-- START TEXT EXTRACT --

As discussed above, command signal CMD-ENTER may, in embodiments,
be an inband command-based instruction or signal, and the CMD-EXIT
signal may, in embodiments, be a low frequency periodic signal, or
a DC signal with predetermined pulse width durations with each one
of the predetermined pulse width durations corresponding to a
respective one of the predetermined reduced-power link operating
states.
[0030] FIG. 5 is a process flow diagram illustrating a method for
providing burst mode video processing having inband link power
management. In various embodiments, method 500 is performed by, for
example, an electronic device such as electronic device 100 of FIG.
1. The method 500 may be embodied by or included in the firmware,
operating system, or other operating instructions stored in or
provided to such an electronic device, and may be, for example,
embodied as machine-readable instructions stored in the memory of
the electronic device, such as instructions 105 stored in memory
104 of electronic device 100 of FIG. 1. Method 500 includes
formatting incoming pixel stream 502, changing link operating state
determination 504, and identifying next link operating state
506.

-- END TEXT EXTRACT --
-- START DATA LISTING --

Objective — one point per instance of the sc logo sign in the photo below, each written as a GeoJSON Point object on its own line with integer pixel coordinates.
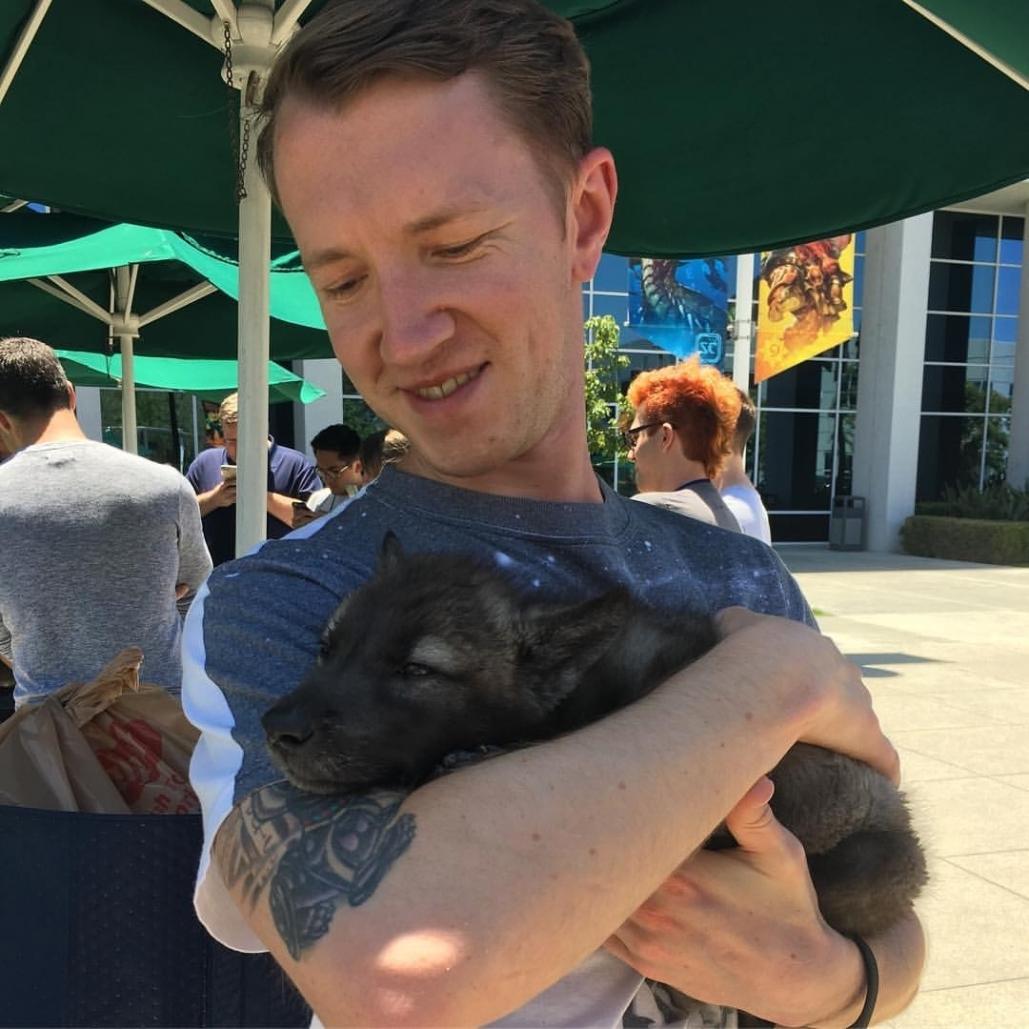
{"type": "Point", "coordinates": [710, 347]}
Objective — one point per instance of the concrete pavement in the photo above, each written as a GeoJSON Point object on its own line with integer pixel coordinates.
{"type": "Point", "coordinates": [945, 648]}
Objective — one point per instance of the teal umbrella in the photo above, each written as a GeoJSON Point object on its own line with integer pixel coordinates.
{"type": "Point", "coordinates": [206, 378]}
{"type": "Point", "coordinates": [737, 126]}
{"type": "Point", "coordinates": [39, 247]}
{"type": "Point", "coordinates": [146, 289]}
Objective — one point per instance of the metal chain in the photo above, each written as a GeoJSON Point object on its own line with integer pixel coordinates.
{"type": "Point", "coordinates": [240, 153]}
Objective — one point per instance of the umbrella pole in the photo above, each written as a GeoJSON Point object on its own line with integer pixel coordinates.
{"type": "Point", "coordinates": [253, 349]}
{"type": "Point", "coordinates": [130, 437]}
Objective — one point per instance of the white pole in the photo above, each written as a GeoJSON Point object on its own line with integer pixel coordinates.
{"type": "Point", "coordinates": [253, 349]}
{"type": "Point", "coordinates": [744, 320]}
{"type": "Point", "coordinates": [122, 287]}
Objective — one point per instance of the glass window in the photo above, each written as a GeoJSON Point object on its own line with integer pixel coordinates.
{"type": "Point", "coordinates": [845, 455]}
{"type": "Point", "coordinates": [961, 287]}
{"type": "Point", "coordinates": [794, 463]}
{"type": "Point", "coordinates": [1007, 290]}
{"type": "Point", "coordinates": [962, 236]}
{"type": "Point", "coordinates": [957, 338]}
{"type": "Point", "coordinates": [731, 274]}
{"type": "Point", "coordinates": [616, 307]}
{"type": "Point", "coordinates": [1012, 241]}
{"type": "Point", "coordinates": [799, 528]}
{"type": "Point", "coordinates": [848, 386]}
{"type": "Point", "coordinates": [1005, 338]}
{"type": "Point", "coordinates": [811, 384]}
{"type": "Point", "coordinates": [1001, 388]}
{"type": "Point", "coordinates": [998, 435]}
{"type": "Point", "coordinates": [612, 274]}
{"type": "Point", "coordinates": [950, 453]}
{"type": "Point", "coordinates": [954, 388]}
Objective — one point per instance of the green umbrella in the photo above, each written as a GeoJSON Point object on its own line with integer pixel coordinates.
{"type": "Point", "coordinates": [208, 379]}
{"type": "Point", "coordinates": [737, 126]}
{"type": "Point", "coordinates": [127, 282]}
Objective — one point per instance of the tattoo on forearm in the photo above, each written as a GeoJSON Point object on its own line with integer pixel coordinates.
{"type": "Point", "coordinates": [311, 853]}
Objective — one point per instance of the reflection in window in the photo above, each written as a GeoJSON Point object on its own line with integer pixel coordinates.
{"type": "Point", "coordinates": [811, 384]}
{"type": "Point", "coordinates": [1007, 290]}
{"type": "Point", "coordinates": [962, 236]}
{"type": "Point", "coordinates": [1012, 237]}
{"type": "Point", "coordinates": [961, 287]}
{"type": "Point", "coordinates": [950, 454]}
{"type": "Point", "coordinates": [954, 388]}
{"type": "Point", "coordinates": [998, 435]}
{"type": "Point", "coordinates": [958, 339]}
{"type": "Point", "coordinates": [799, 475]}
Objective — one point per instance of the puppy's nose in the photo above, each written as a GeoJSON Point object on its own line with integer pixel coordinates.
{"type": "Point", "coordinates": [288, 726]}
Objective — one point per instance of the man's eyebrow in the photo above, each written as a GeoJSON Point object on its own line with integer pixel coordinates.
{"type": "Point", "coordinates": [442, 217]}
{"type": "Point", "coordinates": [417, 227]}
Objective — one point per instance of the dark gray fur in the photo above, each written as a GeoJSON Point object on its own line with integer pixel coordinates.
{"type": "Point", "coordinates": [439, 653]}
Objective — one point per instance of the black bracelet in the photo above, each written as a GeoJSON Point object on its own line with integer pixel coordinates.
{"type": "Point", "coordinates": [871, 983]}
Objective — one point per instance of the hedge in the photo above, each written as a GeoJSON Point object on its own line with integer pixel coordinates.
{"type": "Point", "coordinates": [966, 539]}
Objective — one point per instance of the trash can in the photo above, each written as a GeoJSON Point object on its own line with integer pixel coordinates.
{"type": "Point", "coordinates": [97, 928]}
{"type": "Point", "coordinates": [847, 524]}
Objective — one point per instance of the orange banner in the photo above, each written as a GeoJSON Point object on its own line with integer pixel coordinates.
{"type": "Point", "coordinates": [806, 297]}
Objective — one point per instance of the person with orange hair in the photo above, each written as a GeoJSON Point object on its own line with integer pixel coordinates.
{"type": "Point", "coordinates": [680, 435]}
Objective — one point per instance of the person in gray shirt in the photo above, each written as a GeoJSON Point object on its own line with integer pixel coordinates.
{"type": "Point", "coordinates": [680, 435]}
{"type": "Point", "coordinates": [99, 550]}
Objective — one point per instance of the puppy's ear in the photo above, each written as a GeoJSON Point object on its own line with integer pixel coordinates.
{"type": "Point", "coordinates": [391, 553]}
{"type": "Point", "coordinates": [561, 643]}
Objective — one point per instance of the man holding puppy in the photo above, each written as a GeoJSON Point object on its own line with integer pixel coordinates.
{"type": "Point", "coordinates": [436, 167]}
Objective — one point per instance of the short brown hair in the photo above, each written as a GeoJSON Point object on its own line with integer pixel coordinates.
{"type": "Point", "coordinates": [530, 58]}
{"type": "Point", "coordinates": [699, 400]}
{"type": "Point", "coordinates": [228, 410]}
{"type": "Point", "coordinates": [33, 383]}
{"type": "Point", "coordinates": [745, 423]}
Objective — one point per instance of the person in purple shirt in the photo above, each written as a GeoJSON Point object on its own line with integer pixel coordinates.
{"type": "Point", "coordinates": [290, 476]}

-- END DATA LISTING --

## DIRECTION
Reproduce the passage of the link power management text from "As discussed above, command" to "as electronic device 100 of FIG.".

## RESPONSE
As discussed above, command signal CMD-ENTER may, in embodiments,
be an inband command-based instruction or signal, and the CMD-EXIT
signal may, in embodiments, be a low frequency periodic signal, or
a DC signal with predetermined pulse width durations with each one
of the predetermined pulse width durations corresponding to a
respective one of the predetermined reduced-power link operating
states.
[0030] FIG. 5 is a process flow diagram illustrating a method for
providing burst mode video processing having inband link power
management. In various embodiments, method 500 is performed by, for
example, an electronic device such as electronic device 100 of FIG.